» Text block:
==========
Perhaps every adult in Ghana and more so the Ghanaian politicians who insult one another openly should be vicariously ashamed. What was the President’s offense? He was blamed for some difficulties or possible failures in the ongoing WASSCE exams. The President who made SHS education free for the same students who now abuse him verbally. Where did the President go wrong? From where did the boy learn the act of insulting an adult? Obviously, from the very society, whose members are condemning the act. Wrong must be condemned regardless of who has been wronged or who committed the wrong. I was therefore happy to hear that the North Tongu (NDC) MP, Hon. Samuel Okudzeto Ablakwa condemned it. Thank you Sammy for that show of maturity.

A bitter Lesson for Politicians Including Nana Addo Himself

Methinks that they boy’s reprehensible and uncultured act should serve as a bitter and never again lesson for all politicians in Ghana including President Akuffo Addo himself. We have permitted politics of insults for far too long that the new generation sees it to be normal. Even the driving ordinary public insults in traffic. It is as though the good moral lessons in the shrines, mosques and churches are only cherished on the days of worship and at the places of worship but later abandoned.

The media space is full of insults, propaganda, insinuations and aspersions on a daily basis. Politicians and political party supporters insult one another on live radio and on TV as though they control the ages of the audience (listeners and viewers). They forget that children are part of the audience and that children learn mostly by observation.
==========
» Set problem a:
Count the lines in the records that contain the string "plant" and reply with that number alone.
The opinion piece above has no connection to the records that come next.

(Boundary annotation records)
==========
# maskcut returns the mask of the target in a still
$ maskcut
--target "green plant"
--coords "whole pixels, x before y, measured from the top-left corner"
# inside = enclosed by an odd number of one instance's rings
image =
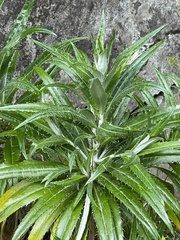
[[[129,46],[112,64],[115,33],[105,47],[104,16],[97,38],[92,37],[93,63],[74,45],[76,40],[60,47],[34,40],[48,57],[41,65],[38,58],[3,88],[20,81],[24,93],[0,107],[0,117],[12,126],[0,136],[15,137],[18,148],[17,153],[9,141],[11,154],[0,165],[0,179],[17,181],[0,198],[0,221],[33,203],[13,240],[29,229],[29,240],[42,239],[49,229],[51,239],[152,240],[180,228],[173,193],[174,185],[179,187],[180,106],[158,69],[158,84],[137,77],[163,41],[139,49],[162,28]],[[72,82],[57,82],[59,71]],[[179,79],[173,81],[179,88]],[[164,93],[164,107],[150,89]],[[84,108],[74,106],[69,92]],[[130,109],[132,100],[136,111]],[[12,164],[15,155],[18,161]],[[151,174],[151,168],[170,181]]]

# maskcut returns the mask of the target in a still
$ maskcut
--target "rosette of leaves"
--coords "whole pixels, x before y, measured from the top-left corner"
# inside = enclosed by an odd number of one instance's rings
[[[15,104],[0,107],[1,118],[13,125],[2,135],[13,135],[21,153],[19,162],[0,165],[1,179],[17,181],[0,198],[0,221],[33,203],[13,240],[27,231],[29,240],[40,240],[49,230],[51,240],[158,240],[180,228],[174,195],[180,106],[167,83],[170,76],[155,69],[158,83],[137,77],[163,42],[139,50],[162,28],[133,43],[113,63],[115,33],[105,47],[104,16],[97,38],[92,37],[93,61],[73,41],[65,50],[34,41],[51,56],[48,68],[31,67],[36,82],[27,80],[38,101],[24,89]],[[72,81],[57,82],[59,70]],[[172,80],[179,88],[179,79]],[[151,89],[164,93],[164,107]],[[68,93],[85,107],[75,107]],[[132,100],[138,104],[133,112]],[[151,168],[168,179],[158,178]]]

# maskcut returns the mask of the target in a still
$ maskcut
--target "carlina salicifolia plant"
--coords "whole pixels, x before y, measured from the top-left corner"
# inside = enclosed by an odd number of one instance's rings
[[[2,7],[4,1],[0,1],[0,7]],[[40,27],[32,26],[27,28],[27,22],[33,8],[34,0],[27,0],[24,3],[24,6],[15,19],[4,44],[1,44],[0,49],[0,105],[11,104],[16,100],[17,90],[21,87],[23,91],[21,92],[21,100],[23,101],[38,101],[37,87],[29,83],[30,79],[34,77],[34,65],[43,66],[45,60],[50,57],[49,52],[44,51],[34,62],[32,62],[24,71],[20,78],[17,78],[17,69],[19,70],[19,55],[21,50],[19,45],[21,42],[26,39],[27,36],[35,33],[45,33],[45,34],[54,34],[54,32]],[[55,35],[55,34],[54,34]],[[78,41],[78,39],[73,39],[73,41]],[[56,48],[67,47],[70,44],[69,41],[64,41],[60,44],[57,44]],[[22,72],[22,71],[21,71]],[[22,80],[23,79],[23,80]],[[24,93],[24,94],[22,94]],[[19,99],[20,101],[20,99]],[[0,163],[5,164],[15,164],[22,159],[26,158],[25,156],[25,142],[24,134],[21,131],[20,134],[10,133],[6,134],[8,131],[14,128],[14,122],[21,121],[17,114],[13,113],[13,116],[6,115],[0,116]],[[38,130],[38,129],[37,129]],[[6,132],[7,131],[7,132]],[[6,132],[6,133],[5,133]],[[4,134],[5,133],[5,134]],[[34,132],[35,133],[35,132]],[[38,134],[38,131],[36,132]],[[27,146],[26,146],[27,147]],[[21,158],[23,156],[23,158]],[[0,180],[0,196],[9,189],[12,185],[17,183],[17,178],[6,178]],[[11,215],[8,220],[4,221],[1,224],[0,230],[0,239],[11,239],[14,229],[17,227],[18,221],[20,221],[21,214],[16,212]]]
[[[33,65],[37,81],[28,77],[29,89],[22,85],[24,93],[13,105],[0,107],[0,117],[13,126],[1,136],[18,135],[21,151],[19,162],[0,165],[0,179],[17,180],[0,198],[0,221],[33,203],[12,240],[27,232],[29,240],[40,240],[48,231],[51,240],[158,240],[180,228],[174,195],[180,106],[158,69],[158,83],[137,77],[163,41],[139,50],[163,27],[130,45],[112,64],[115,33],[105,46],[104,15],[97,38],[92,36],[93,61],[73,41],[59,49],[34,40],[51,57]],[[29,69],[23,76],[30,76]],[[57,82],[59,71],[72,81]],[[27,81],[23,76],[16,81]],[[179,88],[179,79],[174,82]],[[38,101],[30,97],[33,88]],[[164,93],[164,107],[151,89]],[[84,108],[74,106],[69,92]],[[139,106],[135,112],[132,100]],[[166,172],[162,163],[172,170]],[[151,174],[152,167],[170,180]]]

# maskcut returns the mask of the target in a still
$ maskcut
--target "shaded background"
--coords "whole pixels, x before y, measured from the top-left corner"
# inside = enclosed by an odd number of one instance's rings
[[[23,3],[23,0],[5,0],[0,11],[0,45]],[[180,8],[177,3],[177,0],[35,0],[29,26],[40,25],[53,30],[57,37],[43,34],[33,36],[49,44],[77,36],[89,37],[90,32],[98,32],[101,12],[105,9],[107,40],[112,29],[117,33],[112,54],[114,58],[132,42],[157,27],[168,24],[154,39],[154,42],[164,39],[163,46],[141,73],[143,77],[155,80],[152,64],[162,72],[179,74],[178,69],[168,62],[169,56],[180,59]],[[90,53],[89,39],[78,46]],[[24,41],[22,49],[21,70],[39,52],[38,47],[30,41]]]

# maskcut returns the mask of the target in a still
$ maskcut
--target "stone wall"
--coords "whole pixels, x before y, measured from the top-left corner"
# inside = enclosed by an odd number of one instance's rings
[[[5,0],[0,11],[0,44],[23,3],[24,0]],[[29,25],[47,27],[57,34],[57,37],[39,34],[38,38],[47,43],[76,36],[89,36],[90,32],[97,33],[101,11],[105,9],[107,39],[112,29],[117,32],[113,49],[113,56],[116,56],[140,37],[163,24],[168,24],[154,39],[155,42],[165,39],[165,43],[142,71],[143,76],[154,79],[152,63],[162,71],[178,73],[167,61],[169,56],[180,59],[180,9],[177,3],[177,0],[35,0]],[[80,44],[86,52],[90,51],[90,46],[89,40]],[[26,66],[27,59],[32,61],[38,50],[28,41],[23,47],[23,62]]]

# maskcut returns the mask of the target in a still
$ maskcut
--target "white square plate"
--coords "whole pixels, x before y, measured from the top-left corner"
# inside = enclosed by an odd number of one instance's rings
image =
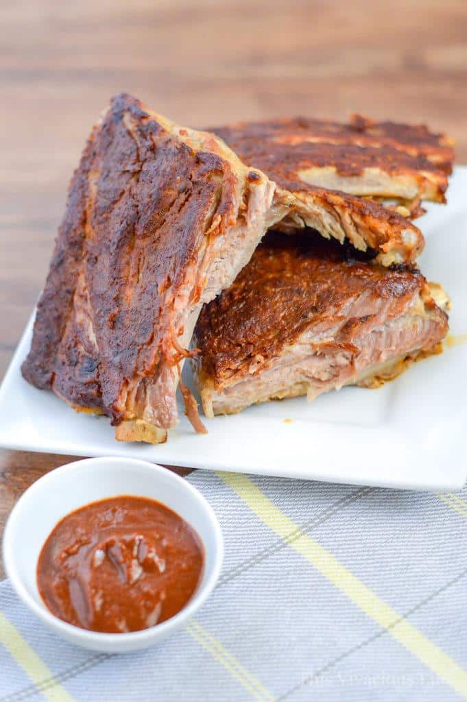
[[[22,379],[30,320],[0,389],[0,446],[330,482],[460,489],[467,477],[467,167],[456,168],[449,204],[428,211],[417,222],[426,239],[420,266],[452,299],[451,343],[393,383],[206,420],[206,435],[194,432],[180,406],[181,420],[166,444],[121,444],[106,418],[77,414]]]

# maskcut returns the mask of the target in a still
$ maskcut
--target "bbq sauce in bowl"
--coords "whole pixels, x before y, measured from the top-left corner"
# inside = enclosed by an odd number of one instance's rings
[[[37,563],[37,586],[52,614],[92,631],[138,631],[180,611],[204,562],[196,531],[155,500],[120,496],[70,512]]]

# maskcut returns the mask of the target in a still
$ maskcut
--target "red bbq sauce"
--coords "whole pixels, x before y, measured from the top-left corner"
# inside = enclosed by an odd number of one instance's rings
[[[195,592],[204,562],[198,534],[143,497],[93,502],[67,515],[37,562],[50,611],[83,629],[121,633],[160,623]]]

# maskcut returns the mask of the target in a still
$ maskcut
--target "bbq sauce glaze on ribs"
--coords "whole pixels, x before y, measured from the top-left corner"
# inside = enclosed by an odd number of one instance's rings
[[[213,135],[117,96],[71,183],[24,377],[118,439],[164,441],[199,312],[284,213],[274,190]]]
[[[296,189],[305,184],[358,196],[443,202],[452,170],[452,140],[423,125],[355,114],[348,124],[295,117],[211,131],[245,162]]]
[[[383,265],[416,259],[423,237],[408,218],[423,213],[424,199],[445,200],[452,142],[423,126],[354,115],[348,124],[296,117],[212,131],[277,184],[276,197],[288,199],[277,228],[314,227],[374,249]],[[379,201],[388,199],[395,202]]]
[[[346,384],[376,386],[435,352],[447,332],[440,286],[316,233],[270,232],[195,329],[197,383],[207,416]]]

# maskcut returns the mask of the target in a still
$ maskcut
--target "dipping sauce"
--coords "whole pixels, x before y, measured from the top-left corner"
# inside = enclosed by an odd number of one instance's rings
[[[37,562],[50,611],[83,629],[121,633],[173,616],[202,576],[203,545],[181,517],[155,500],[121,496],[65,517]]]

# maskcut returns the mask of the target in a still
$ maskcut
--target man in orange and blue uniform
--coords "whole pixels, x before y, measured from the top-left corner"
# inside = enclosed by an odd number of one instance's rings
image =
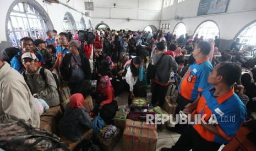
[[[208,58],[211,48],[207,42],[200,42],[195,45],[193,51],[195,62],[189,66],[178,88],[176,114],[183,110],[188,103],[195,101],[199,92],[208,86],[207,78],[213,70],[213,66]],[[175,127],[169,127],[168,129],[182,133],[186,125],[177,124]]]
[[[186,127],[171,149],[163,148],[161,150],[218,150],[222,144],[228,143],[247,117],[246,108],[233,86],[241,72],[235,63],[216,66],[208,79],[213,86],[206,88],[183,110],[194,123]],[[199,120],[196,122],[195,119]]]

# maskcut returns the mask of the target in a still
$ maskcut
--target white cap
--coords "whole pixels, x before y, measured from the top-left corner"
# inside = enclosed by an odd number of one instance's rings
[[[32,59],[32,60],[36,60],[36,57],[34,54],[31,53],[25,53],[21,56],[21,59],[24,59],[24,58],[30,58]]]

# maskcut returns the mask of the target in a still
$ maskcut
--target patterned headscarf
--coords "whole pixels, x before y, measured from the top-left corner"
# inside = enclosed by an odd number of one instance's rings
[[[106,84],[106,87],[104,89],[101,88],[100,86],[98,86],[98,91],[100,91],[104,94],[104,95],[105,94],[106,90],[107,89],[111,89],[111,91],[114,93],[114,89],[113,89],[113,86],[112,86],[111,83],[110,82],[110,78],[108,78],[108,76],[105,76],[102,77],[101,77],[100,79],[100,83],[104,83],[105,84]],[[115,96],[115,95],[114,95]],[[115,96],[114,96],[115,97]]]

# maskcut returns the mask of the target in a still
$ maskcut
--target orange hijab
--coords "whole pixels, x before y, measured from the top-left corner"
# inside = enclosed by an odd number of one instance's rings
[[[70,96],[68,107],[72,108],[84,108],[84,96],[81,94],[74,94]]]

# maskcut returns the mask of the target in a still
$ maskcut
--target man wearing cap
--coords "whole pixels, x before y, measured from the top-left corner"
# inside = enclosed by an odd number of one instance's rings
[[[37,39],[35,40],[34,44],[37,48],[38,50],[42,53],[43,60],[45,60],[45,62],[41,65],[42,67],[48,69],[51,66],[51,62],[52,60],[52,58],[46,50],[46,41]]]
[[[79,44],[77,41],[71,40],[67,46],[69,47],[71,53],[63,58],[60,70],[64,80],[69,82],[70,93],[79,92],[80,85],[83,81],[91,79],[91,68],[88,59],[78,51]]]
[[[0,123],[24,120],[39,127],[39,113],[24,78],[0,60]]]
[[[53,33],[51,31],[48,31],[46,32],[46,34],[47,35],[47,38],[45,39],[46,43],[47,45],[53,45],[55,46],[55,39],[53,38]]]
[[[42,54],[36,50],[34,49],[34,40],[29,37],[24,37],[20,39],[22,51],[18,53],[18,55],[15,56],[10,61],[10,66],[21,73],[26,68],[21,63],[21,55],[25,53],[30,52],[35,54],[36,56],[36,64],[37,66],[41,66],[41,64],[45,62],[43,57]]]
[[[22,73],[30,91],[35,98],[41,98],[50,107],[59,104],[57,85],[49,70],[36,66],[36,56],[31,53],[22,55],[22,63],[26,71]]]
[[[52,71],[55,68],[59,67],[62,62],[62,60],[65,55],[69,53],[69,48],[66,47],[68,43],[68,35],[66,32],[61,32],[58,36],[58,45],[56,48],[56,57],[57,60],[55,64],[52,68],[50,69],[50,71]]]

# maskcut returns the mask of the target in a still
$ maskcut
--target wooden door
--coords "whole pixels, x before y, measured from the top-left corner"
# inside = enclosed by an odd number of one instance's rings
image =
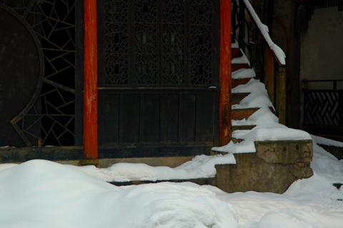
==========
» Set problem b:
List the places of worship named in the opinion piece on insults in Ghanaian politics.

» Task solution a:
2

» Task solution b:
shrines, mosques, churches